Can you rewrite the listing below as a Markdown table with columns Row and Line, starting at the line that contains "In which part of this photograph is the crowd" and continuing through the end of the listing, with blank lines omitted?

'''

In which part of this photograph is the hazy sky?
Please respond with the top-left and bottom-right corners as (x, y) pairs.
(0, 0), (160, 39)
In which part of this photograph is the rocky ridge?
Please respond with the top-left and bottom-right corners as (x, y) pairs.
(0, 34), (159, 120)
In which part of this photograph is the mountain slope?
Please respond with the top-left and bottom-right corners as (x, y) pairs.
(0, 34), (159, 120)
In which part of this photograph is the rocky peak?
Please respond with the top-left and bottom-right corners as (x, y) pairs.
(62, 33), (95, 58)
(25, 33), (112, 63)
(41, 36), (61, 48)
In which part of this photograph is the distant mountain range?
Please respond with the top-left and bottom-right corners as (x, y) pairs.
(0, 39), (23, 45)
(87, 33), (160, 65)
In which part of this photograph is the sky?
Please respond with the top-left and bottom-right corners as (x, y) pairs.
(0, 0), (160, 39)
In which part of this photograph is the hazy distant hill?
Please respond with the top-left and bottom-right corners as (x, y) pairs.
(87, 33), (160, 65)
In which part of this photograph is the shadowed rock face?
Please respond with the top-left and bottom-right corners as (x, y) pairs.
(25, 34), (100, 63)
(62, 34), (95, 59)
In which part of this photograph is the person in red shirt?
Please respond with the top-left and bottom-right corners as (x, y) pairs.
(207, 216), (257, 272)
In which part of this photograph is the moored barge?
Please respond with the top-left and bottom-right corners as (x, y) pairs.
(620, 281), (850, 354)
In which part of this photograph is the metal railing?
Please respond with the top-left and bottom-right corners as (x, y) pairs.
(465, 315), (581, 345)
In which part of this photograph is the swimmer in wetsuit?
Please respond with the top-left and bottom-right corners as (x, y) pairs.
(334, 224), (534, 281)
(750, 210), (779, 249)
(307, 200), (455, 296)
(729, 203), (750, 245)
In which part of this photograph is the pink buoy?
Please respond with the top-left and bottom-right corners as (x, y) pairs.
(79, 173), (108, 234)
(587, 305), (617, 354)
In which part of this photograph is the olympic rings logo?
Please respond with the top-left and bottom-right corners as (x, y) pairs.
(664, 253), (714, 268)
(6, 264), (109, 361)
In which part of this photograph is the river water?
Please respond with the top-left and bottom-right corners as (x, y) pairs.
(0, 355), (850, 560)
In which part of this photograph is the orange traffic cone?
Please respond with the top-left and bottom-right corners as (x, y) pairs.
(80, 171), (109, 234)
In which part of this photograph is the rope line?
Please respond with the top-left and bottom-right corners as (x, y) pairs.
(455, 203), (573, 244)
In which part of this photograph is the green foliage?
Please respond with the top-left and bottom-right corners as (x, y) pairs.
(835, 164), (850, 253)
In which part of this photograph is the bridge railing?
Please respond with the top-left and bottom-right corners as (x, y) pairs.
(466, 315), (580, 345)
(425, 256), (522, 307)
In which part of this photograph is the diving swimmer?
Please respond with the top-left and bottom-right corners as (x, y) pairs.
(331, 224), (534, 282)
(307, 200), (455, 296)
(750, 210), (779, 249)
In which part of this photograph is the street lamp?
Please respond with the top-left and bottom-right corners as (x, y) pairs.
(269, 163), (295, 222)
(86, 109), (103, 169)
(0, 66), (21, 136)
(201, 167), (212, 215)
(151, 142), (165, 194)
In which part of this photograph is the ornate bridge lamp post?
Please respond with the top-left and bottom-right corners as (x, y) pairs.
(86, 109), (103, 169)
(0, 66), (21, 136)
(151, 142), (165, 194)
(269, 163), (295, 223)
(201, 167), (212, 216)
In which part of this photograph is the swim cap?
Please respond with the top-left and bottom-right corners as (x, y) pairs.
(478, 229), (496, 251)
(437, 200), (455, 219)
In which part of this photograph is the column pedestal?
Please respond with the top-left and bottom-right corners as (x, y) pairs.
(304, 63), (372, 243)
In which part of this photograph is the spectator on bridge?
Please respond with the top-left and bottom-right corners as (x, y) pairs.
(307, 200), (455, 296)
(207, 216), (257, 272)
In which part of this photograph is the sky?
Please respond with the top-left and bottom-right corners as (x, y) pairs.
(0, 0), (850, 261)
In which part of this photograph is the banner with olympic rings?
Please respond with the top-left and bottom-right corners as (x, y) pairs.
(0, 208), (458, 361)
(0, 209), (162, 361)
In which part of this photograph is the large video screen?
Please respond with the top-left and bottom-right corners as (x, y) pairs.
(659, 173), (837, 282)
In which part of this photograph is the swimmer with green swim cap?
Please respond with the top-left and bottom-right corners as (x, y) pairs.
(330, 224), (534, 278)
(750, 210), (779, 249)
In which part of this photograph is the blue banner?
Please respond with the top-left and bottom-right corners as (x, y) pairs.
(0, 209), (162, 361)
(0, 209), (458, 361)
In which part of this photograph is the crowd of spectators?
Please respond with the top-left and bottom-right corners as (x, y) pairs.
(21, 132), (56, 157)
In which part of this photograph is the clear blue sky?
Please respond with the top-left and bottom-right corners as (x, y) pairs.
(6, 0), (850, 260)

'''

§ **Output**
| Row | Line |
|---|---|
| 1 | In which part of this photograph is the crowd of spectators? |
| 2 | Please respond with the top-left and bottom-right corners as (x, y) pairs. |
| 3 | (21, 132), (56, 157) |
| 4 | In which part of this photograph is the clear blue sky? |
| 5 | Please respond with the top-left and bottom-right corners as (x, y) pairs. |
| 6 | (6, 0), (850, 260) |